---------- Data supplied

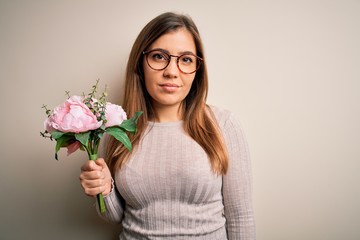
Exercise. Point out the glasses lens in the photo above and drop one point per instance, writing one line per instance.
(188, 63)
(157, 60)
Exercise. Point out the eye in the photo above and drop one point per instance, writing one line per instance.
(187, 59)
(158, 56)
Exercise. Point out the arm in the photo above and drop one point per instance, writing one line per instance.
(96, 178)
(237, 186)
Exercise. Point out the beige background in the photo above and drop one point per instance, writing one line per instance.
(288, 69)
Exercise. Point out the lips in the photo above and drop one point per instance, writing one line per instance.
(169, 87)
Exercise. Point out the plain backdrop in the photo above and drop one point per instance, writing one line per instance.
(288, 69)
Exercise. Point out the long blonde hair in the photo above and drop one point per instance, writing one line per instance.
(199, 122)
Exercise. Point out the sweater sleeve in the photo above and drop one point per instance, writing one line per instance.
(114, 207)
(237, 185)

--------------------

▶ _Instructions for the task_
Exactly as written above, print every line of the data but not its pictures.

▶ _Answer for this exercise_
Exercise. Point out the glasses lens in the photo above and drop one point per instance, writing one line per instance.
(188, 63)
(157, 60)
Exercise. Point out the eye in the photo above and drop one point per instance, writing one line per instance.
(187, 59)
(158, 56)
Exercise. Point out the arm in the photo above and drop one point per instance, writing one line per instance.
(96, 178)
(237, 186)
Exercise. Point out the beige background in the photo above and drop one point per instance, writing one line per instance.
(288, 69)
Exercise. Point out the lips in the photo above and drop one point per instance, writing one line per instance.
(169, 87)
Exercise. Point out the plain backdrop in the photo above and drop one point per instance, writing one line per instance.
(288, 69)
Exercise. Point out the long blonde hair in the photo above and drop one point per instance, writing one line per instance.
(199, 122)
Exercise. Point out the sweater sleeve in the photo above and drop one point per instance, writing one line per instance.
(114, 207)
(237, 185)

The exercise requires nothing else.